READING PASSAGE ->

☆ ☆ ☆ ☆ ☆

Coronavirus impact: Retail investors see Rs 3 trillion hit on investments

Experts say such investors build large positions when markets are at historical peaks

Jash Kriplani 

Traders monitor BSE index at a brokerage firm, as the Sensex goes down, in Mumbai | PTI
Traders monitor BSE index at a brokerage firm, as the Sensex goes down, in Mumbai | PTI

The sharp market sell-off has taken a heavy toll on direct equity investments of retail investors, with latter seeing value of their investments eroding nearly Rs 3 trillion in current calendar year.

Data sourced from Capitaline shows that at the end of December 31, 2019, retail investors (investors with upto Rs 200,000 of investments in individual capacity), held Rs 9.84 trillion worth of investments in over 3,000 listed on the exchanges. The value had shrunk to Rs 6.87 trillion as on April 3, 2020. Only actively-traded stocks were considered for the analysis.

“Retail investors have seen their investments getting hammered across sectors and stocks. Most of such investors have tendency of building large positions when valuations are expensive and face sharp hits on their portfolios during such bear markets,” said G Chokkalingam, founder and managing director of Equinomics Research and Advisory.

According to market participants, retail investors tend to increase positions when are at historical peaks. Both the frontline indices such as Sensex and Nifty have retreated more than 34 per cent from their recent peaks in January.

Besides seeing heavy mark-to-market losses in blue-chip stocks such as Reliance Industries (-Rs 20,751 crore), HDFC Bank (-Rs 18,687 crore), Larsen & Toubro (-Rs 14,266 crore), Housing Development Finance Corporation (-Rs 10,621 crore) and Bajaj Finance (-Rs 8,235 crore), retail investors have also been caught off-guard in penny and low-price stocks.

Market participants say low-priced stocks attract retail investors as they expect lower downside in such counters, and sharp upside on signs of recovery.

☆ ☆ ☆ ☆ ☆

WORK REQUEST A -> In the retail investor article, what was the value of retail investors' holdings as of April 3, 2020?
WORK REQUEST B -> Please write the next part of the retail investor article, picking up after its final paragraph.

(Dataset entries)
☆ ☆ ☆ ☆ ☆

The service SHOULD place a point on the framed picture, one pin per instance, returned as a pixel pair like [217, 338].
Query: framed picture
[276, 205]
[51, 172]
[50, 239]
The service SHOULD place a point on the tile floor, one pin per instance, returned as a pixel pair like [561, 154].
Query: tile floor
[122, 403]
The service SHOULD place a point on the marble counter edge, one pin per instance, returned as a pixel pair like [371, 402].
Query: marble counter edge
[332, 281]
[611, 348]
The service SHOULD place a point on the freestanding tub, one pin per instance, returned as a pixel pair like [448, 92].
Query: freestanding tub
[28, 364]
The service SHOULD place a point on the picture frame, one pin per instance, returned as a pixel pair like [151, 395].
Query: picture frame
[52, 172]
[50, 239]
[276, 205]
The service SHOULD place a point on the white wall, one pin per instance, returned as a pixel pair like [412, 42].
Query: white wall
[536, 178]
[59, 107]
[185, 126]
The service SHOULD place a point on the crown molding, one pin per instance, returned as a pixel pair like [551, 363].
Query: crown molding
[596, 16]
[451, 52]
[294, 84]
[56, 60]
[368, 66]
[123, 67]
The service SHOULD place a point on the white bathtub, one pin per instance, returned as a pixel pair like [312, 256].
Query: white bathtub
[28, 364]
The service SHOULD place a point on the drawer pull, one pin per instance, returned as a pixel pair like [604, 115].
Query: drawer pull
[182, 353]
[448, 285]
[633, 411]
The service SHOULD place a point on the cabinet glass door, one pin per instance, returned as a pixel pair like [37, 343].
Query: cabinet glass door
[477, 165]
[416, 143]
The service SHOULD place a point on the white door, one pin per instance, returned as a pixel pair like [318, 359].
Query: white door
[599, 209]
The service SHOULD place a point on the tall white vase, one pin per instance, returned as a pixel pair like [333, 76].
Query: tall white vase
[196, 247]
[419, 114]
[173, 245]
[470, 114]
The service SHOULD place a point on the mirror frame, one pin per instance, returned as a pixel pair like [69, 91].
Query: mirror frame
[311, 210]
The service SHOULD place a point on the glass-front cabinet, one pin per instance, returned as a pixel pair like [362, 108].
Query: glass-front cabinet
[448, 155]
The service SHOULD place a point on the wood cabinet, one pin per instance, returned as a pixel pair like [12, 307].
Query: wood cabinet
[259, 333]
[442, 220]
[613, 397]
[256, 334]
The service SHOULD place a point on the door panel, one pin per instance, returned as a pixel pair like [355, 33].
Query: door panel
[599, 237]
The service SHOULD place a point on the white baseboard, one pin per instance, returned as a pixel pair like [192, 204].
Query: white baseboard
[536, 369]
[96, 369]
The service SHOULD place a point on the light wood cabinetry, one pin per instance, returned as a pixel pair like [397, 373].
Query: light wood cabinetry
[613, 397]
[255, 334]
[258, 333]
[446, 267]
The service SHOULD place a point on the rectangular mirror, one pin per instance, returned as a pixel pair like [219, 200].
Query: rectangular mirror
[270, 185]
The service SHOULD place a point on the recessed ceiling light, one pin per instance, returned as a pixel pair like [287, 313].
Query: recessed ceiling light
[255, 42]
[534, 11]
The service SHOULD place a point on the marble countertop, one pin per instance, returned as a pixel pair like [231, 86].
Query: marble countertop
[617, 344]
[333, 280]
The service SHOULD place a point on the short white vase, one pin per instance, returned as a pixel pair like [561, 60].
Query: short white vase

☆ ☆ ☆ ☆ ☆

RESPONSE BOX A -> Rs 6.87 trillion.

RESPONSE BOX B ->
“Retail investors eye such counters as they can pick-up larger quantum of shares for the same cost of investment,” said analyst at a broking house.

An investment of Rs 200,000 in a stock trading at Rs 10, will fetch 20,000 shares, whereas the same investment in a stock trading at Rs 100 would fetch 2,000 shares.

In South Indian Bank -- which is currently trading at Rs 5 -- the value of retail investments has shrunk by Rs 330 crore. In Vodafone Idea, the investment value for retail investors is down Rs 170 core. In Reliance Power, the investment value is down Rs 124 crore.

Market observers add several retail investors have wrong notion of assessing a company’s valuation. “Several investors see absolute share price of the company as indicator of company’s valuations, rather than factoring in fundamental parameters to gauge value of a company,” Chokkalingam added.

Experts say retail participation could see a dent as Coronavirus-induced lockdown has put pressure on cash flows of individual investors.

"Retail investors have once again burnt their fingers in current market meltdown, but retail participation could still come back as they'd look to make good the losses. However, those investors that are facing liquidity crunch with their other incomes sources under pressure in ongoing lockdown, will take time to come back," said Deepak Jasani, head-retail research at HDFC Securities.